> **任务目标**: 请统计下列记录中含有字符串“yellow”的行数，区分大小写，只回答数字。

> **所给材料**:
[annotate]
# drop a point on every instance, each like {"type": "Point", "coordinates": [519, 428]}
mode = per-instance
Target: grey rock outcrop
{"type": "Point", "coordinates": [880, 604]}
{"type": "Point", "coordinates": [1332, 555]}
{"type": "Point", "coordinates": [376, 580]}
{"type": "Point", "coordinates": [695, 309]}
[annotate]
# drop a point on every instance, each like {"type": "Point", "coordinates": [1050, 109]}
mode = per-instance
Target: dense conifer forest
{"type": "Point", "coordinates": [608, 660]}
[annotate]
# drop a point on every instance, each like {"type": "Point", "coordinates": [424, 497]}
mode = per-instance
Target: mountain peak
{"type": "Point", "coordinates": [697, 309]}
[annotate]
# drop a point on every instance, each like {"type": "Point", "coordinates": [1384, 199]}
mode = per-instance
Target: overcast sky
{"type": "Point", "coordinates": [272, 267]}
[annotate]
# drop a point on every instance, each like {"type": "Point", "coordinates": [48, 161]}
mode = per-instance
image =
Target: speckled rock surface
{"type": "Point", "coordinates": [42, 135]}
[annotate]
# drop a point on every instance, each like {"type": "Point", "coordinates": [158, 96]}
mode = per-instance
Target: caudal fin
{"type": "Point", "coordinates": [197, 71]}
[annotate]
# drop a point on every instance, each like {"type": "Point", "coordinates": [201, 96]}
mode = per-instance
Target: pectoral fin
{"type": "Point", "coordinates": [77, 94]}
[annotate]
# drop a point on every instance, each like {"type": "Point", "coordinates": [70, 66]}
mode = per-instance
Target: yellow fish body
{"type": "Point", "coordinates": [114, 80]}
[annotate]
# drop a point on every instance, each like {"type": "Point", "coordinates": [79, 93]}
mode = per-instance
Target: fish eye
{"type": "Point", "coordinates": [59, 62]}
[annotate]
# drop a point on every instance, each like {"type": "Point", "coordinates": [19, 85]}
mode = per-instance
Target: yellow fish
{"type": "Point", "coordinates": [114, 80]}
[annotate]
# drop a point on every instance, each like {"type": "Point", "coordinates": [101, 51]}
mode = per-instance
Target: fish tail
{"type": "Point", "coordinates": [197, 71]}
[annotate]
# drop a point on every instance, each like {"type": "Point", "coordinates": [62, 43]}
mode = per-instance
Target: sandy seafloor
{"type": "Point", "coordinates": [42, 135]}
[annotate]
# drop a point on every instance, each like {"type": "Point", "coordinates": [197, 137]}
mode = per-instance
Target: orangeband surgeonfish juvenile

> **任务答案**: 2